• _EXCERPT_
According to Dnipropetrovsk Census Results, the Environment Does Not Affect Duration of Life
Dnipropetrovsk oblast’s oldest resident, a woman aged 112, lives in Pyatykhatky district, just next to Zhovti Vody notorious for its uranium mines. This was announced by the oblast’s statistics authority at a press conference which made public the results of the first all-Ukrainian census. Yet, the all-time longevity record belongs to a woman who recently died aged 116 in Dniprodzerzhynsk, where the environmental condition is in no way better than in Zhovti Vody, an “ecological disaster area,” on account of chemical and steel mills and millions of tons of radioactive wastes from the Prydniprovsky Chemical Works. What is more, statisticians found that, oddly enough, there is practically no relationship between longevity and the environment. The heavily-polluted industrial Dnipropetrovsk oblast hosts today 93 residents who have turned one hundred and more, with their number remaining essentially unchanged since the last Soviet-time census.
Yet, this can be partly put down to the progressive aging of the population, for the share of old-age pensioners among the Dnipropetrovsk residents has gone up from 20% to 24.3% since 1989. Concurrently, the percentage of children has dropped from 22.6% to 17.2%, although the negative tendency, when death rate was twice the birth rate, has been on the wane since 2001. In 2002 alone, the oblast had the number of newborns 2,000 as high as in the previous year.

• _DATA EXCERPTS_
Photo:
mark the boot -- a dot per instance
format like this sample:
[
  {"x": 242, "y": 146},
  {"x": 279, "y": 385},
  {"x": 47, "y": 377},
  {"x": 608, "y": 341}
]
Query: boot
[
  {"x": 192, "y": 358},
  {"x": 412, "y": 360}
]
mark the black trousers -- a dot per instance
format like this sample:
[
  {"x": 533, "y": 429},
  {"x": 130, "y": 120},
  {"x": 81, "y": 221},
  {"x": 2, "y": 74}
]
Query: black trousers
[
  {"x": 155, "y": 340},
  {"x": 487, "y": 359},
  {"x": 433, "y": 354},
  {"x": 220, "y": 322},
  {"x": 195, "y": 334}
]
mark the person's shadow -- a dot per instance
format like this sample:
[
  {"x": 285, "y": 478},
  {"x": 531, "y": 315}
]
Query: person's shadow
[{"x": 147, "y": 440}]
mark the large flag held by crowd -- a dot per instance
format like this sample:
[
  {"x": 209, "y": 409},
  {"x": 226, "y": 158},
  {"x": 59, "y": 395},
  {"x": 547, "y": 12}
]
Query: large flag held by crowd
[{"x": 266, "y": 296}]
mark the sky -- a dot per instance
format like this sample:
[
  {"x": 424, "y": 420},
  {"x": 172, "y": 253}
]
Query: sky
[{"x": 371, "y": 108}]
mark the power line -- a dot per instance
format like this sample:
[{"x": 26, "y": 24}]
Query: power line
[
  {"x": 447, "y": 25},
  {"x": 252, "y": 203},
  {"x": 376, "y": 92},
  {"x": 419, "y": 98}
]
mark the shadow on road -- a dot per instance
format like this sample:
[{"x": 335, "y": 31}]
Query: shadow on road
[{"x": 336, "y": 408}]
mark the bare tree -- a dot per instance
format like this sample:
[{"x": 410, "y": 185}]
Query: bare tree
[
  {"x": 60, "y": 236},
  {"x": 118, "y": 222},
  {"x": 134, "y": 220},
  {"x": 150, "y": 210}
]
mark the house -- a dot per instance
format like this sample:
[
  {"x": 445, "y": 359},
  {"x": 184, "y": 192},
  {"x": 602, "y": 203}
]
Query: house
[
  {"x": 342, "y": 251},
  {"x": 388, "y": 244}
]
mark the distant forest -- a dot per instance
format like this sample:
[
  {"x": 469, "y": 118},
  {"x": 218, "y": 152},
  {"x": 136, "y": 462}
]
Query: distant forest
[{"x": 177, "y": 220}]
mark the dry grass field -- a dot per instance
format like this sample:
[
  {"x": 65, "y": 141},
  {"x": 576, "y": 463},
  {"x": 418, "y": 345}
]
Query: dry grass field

• _TASKS TO CARRY OUT_
1. In the article on the Dnipropetrovsk census results, rewrite the paragraph beginning "Dnipropetrovsk oblast's oldest resident" as a short bulleted list that keeps its main facts.
2. Carry on the article about the Dnipropetrovsk census results from its last sentence.

• _RESULTS BY TASK_
1.
- The oblast's oldest resident is a 112-year-old woman living in Pyatykhatky district. The district is next to Zhovti Vody, which is notorious for its uranium mines.
- The oblast's statistics authority announced this at a press conference on the results of the first all-Ukrainian census.
- The all-time longevity record belongs to a woman who recently died at 116 in Dniprodzerzhynsk. Its environment is no better than that of Zhovti Vody, an "ecological disaster area," because of chemical and steel mills and millions of tons of radioactive waste from the Prydniprovsky Chemical Works.
- Statisticians found practically no relationship between longevity and the environment.
- The heavily polluted industrial oblast has 93 residents aged one hundred or more, a number essentially unchanged since the last Soviet-time census.

2.
Nevertheless, statistics says that the population of Dnipropetrovsk oblast, still second largest after that of Donetsk, has dwindled by 8% to 3.6 million since 1989. The population of the oblast center has also registered a considerable drop from 1.192 to 1.087 million. However, Dnipropetrovsk still ranks third in this respect after Kyiv and Kharkiv.
On the other hand, the above-mentioned press conference also announced the encouraging information that the current migration of people from urban to rural areas has unexpectedly breathed a new life into some deserted villages. For example, census officers who visited two villages already listed as “dead” found there some safe and sound newly-arrived inhabitants.
Another thing that astonished the statisticians was that it was easiest of all to enumerate... hobos. They were readily available for contact and told all kinds of details about themselves. But, to tell the truth, census officers were helped by police and neighborhood watch and even — in Kryvy Rih — by military patrols. Five census officers were bitten by dogs, when they visited private houses. As experts say, this is also a piece of genuine, albeit grim, statistics.